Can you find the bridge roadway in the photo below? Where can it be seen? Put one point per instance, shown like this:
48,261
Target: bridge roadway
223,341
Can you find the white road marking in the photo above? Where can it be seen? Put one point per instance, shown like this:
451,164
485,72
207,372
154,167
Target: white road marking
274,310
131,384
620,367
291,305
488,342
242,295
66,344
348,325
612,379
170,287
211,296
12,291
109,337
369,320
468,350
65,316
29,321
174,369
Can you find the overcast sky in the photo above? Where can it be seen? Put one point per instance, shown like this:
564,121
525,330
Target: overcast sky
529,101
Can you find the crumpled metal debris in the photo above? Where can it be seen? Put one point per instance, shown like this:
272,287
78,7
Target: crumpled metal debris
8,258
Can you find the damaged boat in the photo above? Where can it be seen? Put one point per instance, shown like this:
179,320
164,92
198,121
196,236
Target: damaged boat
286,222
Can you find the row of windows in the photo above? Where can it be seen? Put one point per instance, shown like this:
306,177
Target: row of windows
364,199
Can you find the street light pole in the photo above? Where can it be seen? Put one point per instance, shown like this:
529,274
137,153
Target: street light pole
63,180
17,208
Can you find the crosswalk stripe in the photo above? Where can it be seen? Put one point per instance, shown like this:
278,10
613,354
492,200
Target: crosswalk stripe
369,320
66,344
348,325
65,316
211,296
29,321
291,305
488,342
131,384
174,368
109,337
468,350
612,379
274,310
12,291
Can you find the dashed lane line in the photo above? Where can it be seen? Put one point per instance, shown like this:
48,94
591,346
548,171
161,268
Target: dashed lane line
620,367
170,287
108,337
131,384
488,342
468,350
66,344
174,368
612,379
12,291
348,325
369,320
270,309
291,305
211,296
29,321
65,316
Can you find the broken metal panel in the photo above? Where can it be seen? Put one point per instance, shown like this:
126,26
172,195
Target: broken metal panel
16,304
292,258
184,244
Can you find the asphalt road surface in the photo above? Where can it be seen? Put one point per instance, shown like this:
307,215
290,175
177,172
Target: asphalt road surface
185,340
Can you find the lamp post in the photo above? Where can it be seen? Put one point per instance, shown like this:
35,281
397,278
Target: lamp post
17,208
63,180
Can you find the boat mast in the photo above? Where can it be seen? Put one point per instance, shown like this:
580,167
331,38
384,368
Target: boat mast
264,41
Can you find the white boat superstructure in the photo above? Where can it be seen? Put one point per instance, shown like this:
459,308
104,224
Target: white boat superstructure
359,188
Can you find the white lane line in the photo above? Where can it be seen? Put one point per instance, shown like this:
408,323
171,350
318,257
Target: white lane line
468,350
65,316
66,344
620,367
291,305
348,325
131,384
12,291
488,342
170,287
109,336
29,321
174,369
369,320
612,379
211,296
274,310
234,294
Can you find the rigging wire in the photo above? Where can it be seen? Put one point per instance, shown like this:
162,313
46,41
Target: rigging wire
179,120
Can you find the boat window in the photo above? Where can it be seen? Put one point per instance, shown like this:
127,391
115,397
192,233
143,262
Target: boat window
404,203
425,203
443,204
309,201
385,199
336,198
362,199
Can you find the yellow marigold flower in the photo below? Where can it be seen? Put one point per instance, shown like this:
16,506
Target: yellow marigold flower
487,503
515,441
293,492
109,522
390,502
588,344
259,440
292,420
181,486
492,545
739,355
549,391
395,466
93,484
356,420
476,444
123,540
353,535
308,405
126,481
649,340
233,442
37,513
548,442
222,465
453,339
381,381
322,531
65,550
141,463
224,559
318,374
-----
**What the task requires**:
The listing above is to be reproduced without a single change.

**Answer to the problem**:
Can you find the bridge roadway in the photo below? Where can it be seen? Put one point per instance, shown like this:
48,261
Target: bridge roadway
223,341
Can you find the white road marking in the photo above? Where can it be seen? Put one point per instance, shown like this:
451,164
485,72
207,372
154,167
Target: white road marking
274,310
131,384
620,367
291,305
488,342
242,295
66,344
348,325
612,379
170,287
211,296
12,291
109,337
369,320
468,350
65,316
29,321
174,369
Can you find the overcast sky in the photo above? Where can it be seen? Put one point per instance, shown like this:
564,121
525,330
Target: overcast sky
529,101
Can you find the crumpled metal debris in the photo above? Where can it be seen? Put one point per instance, shown like this:
272,287
78,7
Target: crumpled metal debris
8,258
Can you find the damaged boat in the photo above? Where can it be seen? Put one point per instance, shown like this:
179,320
164,92
198,121
196,236
Target: damaged boat
286,222
Can you find the row of windows in the photo above? Where can it be seen? Put one point per instance, shown like this:
306,177
Target: row of windows
364,199
Can you find the street light pole in the photo above? Where can it be seen? Put one point per instance, shown like this:
529,274
137,153
Target: street light pole
63,180
17,208
Can you find the crosswalk stripe in the photo above? Where can it be seen? Put one point per instance, shown like this:
278,10
613,354
492,200
Target: crosswalk stripe
369,320
66,344
348,325
65,316
211,296
29,321
291,305
488,342
131,384
174,368
109,337
468,350
612,379
274,310
12,291
Can you find the dashed lane line in the photo above? Where can it be seen? Put one point per instance, shown like this:
48,94
591,346
548,171
161,268
Target: dashed lane line
620,367
170,287
108,337
131,384
488,342
468,350
66,344
174,368
612,379
12,291
348,325
369,320
270,309
291,305
211,296
29,321
65,316
Can you find the broken metal panel in the photo above? Where can it be seen? Put one point per instance, shown like this:
126,26
172,195
Target: broken metal panel
16,304
292,258
184,244
Can you find the asphalt road surface in the photo above? Where can it be seen? Put one point per instance, shown like this:
307,215
290,175
177,172
Target: asphalt road surface
185,340
Can you find the lamp post in the photo above? Where can it be seen? Put one point per instance, shown like this:
35,281
397,278
Target: lamp post
17,208
63,180
Can you find the boat mast in the photo above? Where can it be seen? Put one point per instance, shown like this:
580,167
331,38
384,368
Target: boat mast
264,41
Can you find the white boat superstructure in the photo above? Where can it be seen? Put one point per instance, shown like this:
459,308
104,224
Target: white boat superstructure
359,188
Can you find the white lane line in the photo above? Where can it be seen? Put one point per instance, shown like this:
408,323
171,350
318,257
Target: white lane line
468,350
65,316
66,344
620,367
291,305
348,325
131,384
12,291
488,342
170,287
109,336
29,321
174,369
369,320
612,379
211,296
274,310
234,294
Can you find the rigging wire in the photo above? Where can it be seen? Put one point per instance, shown like this:
162,313
46,41
Target: rigging wire
179,120
Can you find the boat window in the photo above? Where can it be seen? Put one point per instance, shown like this:
127,391
115,397
192,233
143,262
Target: boat window
404,203
425,203
443,204
309,201
385,199
336,198
362,199
Can you find the yellow marigold flower in the photo below? Where can it be seen? Put one point per instance, shown like this:
16,506
Target: yellow marigold flower
487,503
515,441
293,492
109,522
390,502
588,344
259,440
292,420
181,486
492,545
739,355
549,391
395,466
93,484
356,420
476,444
123,540
353,535
308,405
126,481
649,340
233,442
37,513
548,442
222,465
453,339
381,381
322,531
65,550
141,463
224,559
318,374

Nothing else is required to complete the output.